◆ **Material shown**
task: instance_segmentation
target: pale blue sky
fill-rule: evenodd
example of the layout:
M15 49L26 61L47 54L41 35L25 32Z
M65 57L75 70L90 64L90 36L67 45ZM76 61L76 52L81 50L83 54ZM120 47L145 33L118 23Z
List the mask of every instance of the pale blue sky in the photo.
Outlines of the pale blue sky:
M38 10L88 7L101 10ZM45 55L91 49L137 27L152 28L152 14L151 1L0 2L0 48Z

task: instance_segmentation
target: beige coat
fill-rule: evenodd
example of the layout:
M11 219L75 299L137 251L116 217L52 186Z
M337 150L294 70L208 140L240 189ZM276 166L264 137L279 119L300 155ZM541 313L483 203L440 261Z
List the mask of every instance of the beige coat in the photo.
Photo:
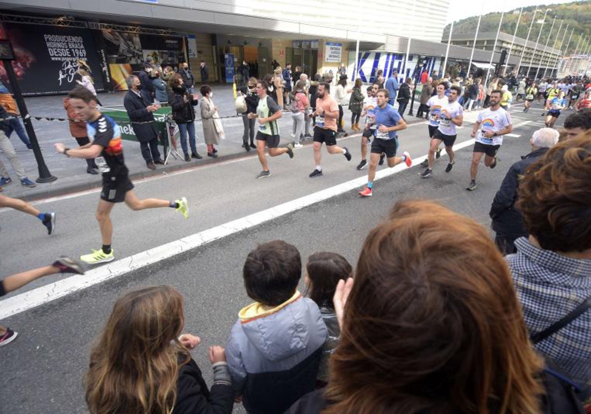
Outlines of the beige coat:
M201 106L201 119L203 124L203 140L207 145L219 143L220 134L216 130L213 114L215 105L211 99L204 96L199 103Z

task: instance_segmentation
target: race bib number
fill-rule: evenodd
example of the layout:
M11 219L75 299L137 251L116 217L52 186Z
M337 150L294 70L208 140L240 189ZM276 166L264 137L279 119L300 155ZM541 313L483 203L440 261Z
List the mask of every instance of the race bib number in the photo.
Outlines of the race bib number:
M388 132L382 132L378 130L375 131L375 137L380 140L389 140L390 135Z
M101 173L108 173L111 171L111 168L107 164L107 161L105 160L105 158L103 157L97 157L95 159L95 163L96 164L96 166L99 169L99 171Z

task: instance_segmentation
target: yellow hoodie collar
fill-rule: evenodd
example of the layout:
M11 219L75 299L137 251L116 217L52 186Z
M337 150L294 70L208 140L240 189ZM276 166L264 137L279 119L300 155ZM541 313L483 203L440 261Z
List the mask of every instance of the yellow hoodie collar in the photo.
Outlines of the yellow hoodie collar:
M241 323L248 324L252 321L268 316L276 312L278 312L290 303L297 300L301 297L301 294L296 290L291 297L281 305L271 309L265 309L262 303L255 302L254 303L251 303L241 309L240 312L238 312L238 317L241 319Z

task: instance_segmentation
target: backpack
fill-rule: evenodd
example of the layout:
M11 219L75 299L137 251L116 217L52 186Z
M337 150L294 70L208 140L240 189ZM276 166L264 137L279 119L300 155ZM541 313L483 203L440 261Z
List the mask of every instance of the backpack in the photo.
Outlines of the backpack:
M239 95L236 96L234 105L236 106L237 113L243 114L246 112L246 100L244 98L244 95Z

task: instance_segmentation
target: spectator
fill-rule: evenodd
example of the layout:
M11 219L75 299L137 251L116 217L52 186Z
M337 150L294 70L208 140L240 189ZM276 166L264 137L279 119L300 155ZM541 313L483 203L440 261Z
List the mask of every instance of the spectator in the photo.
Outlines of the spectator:
M297 291L300 252L281 240L259 245L243 271L249 297L226 346L236 395L252 413L282 413L314 389L327 332L318 306Z
M515 253L515 240L528 234L521 214L515 208L519 180L525 174L528 167L556 144L558 137L558 131L551 128L534 132L530 140L531 152L509 167L492 200L489 214L492 219L492 229L496 233L495 242L504 255Z
M361 78L355 79L355 85L353 87L351 98L349 100L349 109L351 110L351 130L361 131L359 128L359 118L361 118L361 109L363 106L363 100L365 96L361 92L363 82Z
M125 82L128 90L123 99L123 105L127 111L134 133L139 141L142 157L146 161L146 166L154 170L156 168L154 164L164 164L160 159L160 152L158 150L158 135L154 129L154 122L155 121L152 114L160 106L153 104L148 105L145 94L140 93L141 90L144 90L144 85L142 85L137 76L129 75L125 79ZM152 85L151 82L150 85Z
M306 121L306 112L310 108L310 101L306 93L306 83L301 80L298 80L296 84L296 93L291 102L291 118L296 125L296 132L294 134L296 144L294 148L301 148L303 146L298 141L300 136L304 135Z
M255 118L248 119L248 114L256 113L256 106L258 106L259 100L258 95L256 95L257 82L258 81L256 77L251 77L248 79L247 87L240 88L240 92L244 96L246 103L246 111L242 113L242 122L244 124L242 147L247 151L250 151L251 148L256 149L256 145L254 141L256 119ZM249 137L250 137L250 144L248 143Z
M162 73L160 70L155 72L156 77L152 79L154 85L155 100L160 104L166 105L168 101L168 85L162 78Z
M413 87L413 78L407 77L407 80L404 83L401 84L398 89L398 97L397 101L398 102L398 114L404 119L404 111L406 111L407 105L410 101L410 90Z
M288 413L580 412L556 381L544 396L543 361L488 232L434 202L395 205L334 303L328 386Z
M16 290L33 280L40 277L55 273L76 273L84 274L82 266L73 259L69 257L60 257L50 266L39 267L33 270L27 270L21 273L11 275L0 280L0 297L7 293ZM16 339L18 332L9 328L0 326L0 347L9 344Z
M86 121L83 121L76 115L76 109L70 104L70 98L64 98L64 109L68 116L68 124L70 126L70 133L78 143L79 147L83 147L90 143L88 132L86 131ZM86 159L86 172L96 175L99 173L98 167L95 162L95 159Z
M197 152L195 137L195 109L199 103L196 93L190 93L189 88L184 85L183 76L175 73L170 78L171 92L168 94L168 101L173 110L173 118L178 125L180 135L181 147L184 155L184 160L191 161L191 158L200 160L203 157ZM191 155L189 156L187 147L187 134L189 134L189 145L191 146Z
M118 299L90 353L89 412L230 414L233 392L224 349L209 348L210 391L190 352L201 340L181 335L184 319L183 296L170 286Z
M516 203L529 238L507 256L531 334L559 321L591 297L591 133L560 143L527 169ZM535 348L571 380L591 386L591 312Z
M201 86L201 119L203 125L203 139L207 145L207 156L217 158L216 145L219 144L220 138L223 135L222 122L217 107L213 104L212 96L213 92L209 85Z
M426 114L429 110L429 107L427 105L427 101L429 100L429 98L433 94L433 78L429 77L427 79L427 83L423 85L423 89L421 90L421 96L418 98L418 101L421 105L419 105L418 109L417 110L417 118L423 118L424 114L426 116Z
M8 117L8 114L6 111L2 106L0 106L0 119ZM21 160L17 156L17 151L14 149L14 147L12 146L12 143L10 142L10 140L6 135L5 132L8 130L9 128L9 125L7 122L0 121L0 151L4 153L6 157L8 159L8 162L12 166L12 169L21 180L21 185L30 188L36 187L37 185L27 176L25 170L22 168L22 164L21 164ZM0 188L11 182L12 182L12 179L8 175L8 172L4 167L4 164L0 161Z
M384 88L388 90L390 94L389 104L392 106L396 102L396 94L398 93L400 86L398 85L398 73L395 70L392 73L392 76L388 78Z
M353 269L347 259L336 253L320 251L308 258L304 282L306 296L320 309L322 320L328 330L329 338L322 348L322 359L318 369L317 387L324 387L329 380L329 358L339 344L340 328L335 313L332 298L340 280L353 277Z
M347 99L347 75L342 75L339 77L339 83L336 85L336 90L335 92L335 99L336 99L337 104L339 104L339 119L337 123L337 131L339 134L344 134L345 130L343 122L343 105L346 105L349 101Z
M154 104L154 98L155 96L155 88L154 88L151 79L152 70L152 65L148 62L145 62L142 65L142 70L138 72L137 77L139 79L139 84L141 85L138 90L142 98L144 98L144 102L147 106ZM129 88L129 85L128 85L128 88Z
M29 137L27 135L25 130L25 125L22 124L22 121L18 118L18 108L17 102L11 94L8 89L4 86L4 84L0 81L0 105L6 110L9 119L8 121L8 127L7 128L6 135L10 138L13 131L17 132L17 135L22 141L22 143L27 147L29 151L33 150L33 147L29 140Z
M207 80L209 80L209 68L203 60L201 61L199 66L199 72L201 73L201 82L202 83L207 83Z
M583 109L571 114L564 119L563 125L567 138L591 130L591 109Z
M76 79L76 83L90 90L96 97L96 90L95 89L95 80L91 76L92 71L90 70L90 67L88 66L85 60L80 59L78 61L77 73L80 76L81 79ZM99 106L102 106L98 98L96 99L96 103L99 104Z

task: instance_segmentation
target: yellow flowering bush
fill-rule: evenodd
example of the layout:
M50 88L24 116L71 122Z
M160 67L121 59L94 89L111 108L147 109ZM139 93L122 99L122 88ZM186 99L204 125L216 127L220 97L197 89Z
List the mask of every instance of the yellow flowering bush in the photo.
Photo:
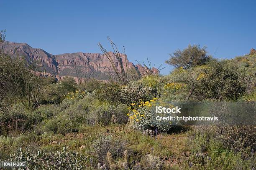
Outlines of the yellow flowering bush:
M76 90L74 92L69 92L67 95L64 95L65 99L73 100L76 98L83 98L87 94L84 91Z
M145 114L140 112L140 108L143 107L151 107L153 102L157 100L158 98L154 98L150 101L144 102L141 99L138 103L133 103L131 106L128 108L130 113L127 114L129 118L131 120L134 120L136 122L139 122L141 119L145 117Z
M153 98L149 101L141 101L139 103L132 103L128 108L130 112L127 114L133 128L140 130L156 128L161 132L167 131L170 128L173 122L171 121L159 121L156 120L157 116L169 115L166 113L156 112L155 107L157 105L165 105L167 107L173 106L169 105L157 98Z

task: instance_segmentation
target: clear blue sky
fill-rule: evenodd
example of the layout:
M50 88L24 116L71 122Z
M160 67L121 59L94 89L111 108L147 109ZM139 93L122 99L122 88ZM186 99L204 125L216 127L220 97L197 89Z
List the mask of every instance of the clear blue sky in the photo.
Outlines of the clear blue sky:
M230 58L256 48L256 1L8 0L0 2L6 40L53 54L100 52L107 37L128 59L156 65L189 44ZM161 73L172 69L167 66Z

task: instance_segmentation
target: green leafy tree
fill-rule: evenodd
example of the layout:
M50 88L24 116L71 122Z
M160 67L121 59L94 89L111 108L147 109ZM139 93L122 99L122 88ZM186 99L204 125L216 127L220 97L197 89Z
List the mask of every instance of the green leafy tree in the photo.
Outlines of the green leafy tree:
M206 49L206 47L201 48L199 45L189 45L183 50L178 49L170 54L171 58L165 62L175 67L182 67L185 69L203 65L212 59L211 56L207 55Z

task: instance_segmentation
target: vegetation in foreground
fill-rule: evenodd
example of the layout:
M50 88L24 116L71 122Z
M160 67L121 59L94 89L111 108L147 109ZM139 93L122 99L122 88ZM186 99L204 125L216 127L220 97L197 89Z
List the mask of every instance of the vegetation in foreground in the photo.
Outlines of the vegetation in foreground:
M189 46L166 62L177 66L168 75L81 85L1 53L0 160L27 169L254 169L255 126L150 121L156 101L255 101L256 55L210 57Z

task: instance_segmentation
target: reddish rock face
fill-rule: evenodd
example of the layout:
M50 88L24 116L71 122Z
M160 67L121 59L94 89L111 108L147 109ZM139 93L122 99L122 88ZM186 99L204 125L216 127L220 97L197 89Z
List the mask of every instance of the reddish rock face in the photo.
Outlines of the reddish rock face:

◆ **Exercise details**
Pick out each line of the data above that contains the string "beige", and copy those lines in full.

◆ **Finished task**
target: beige coat
List the mask of every instance of the beige coat in the photo.
Outlines of the beige coat:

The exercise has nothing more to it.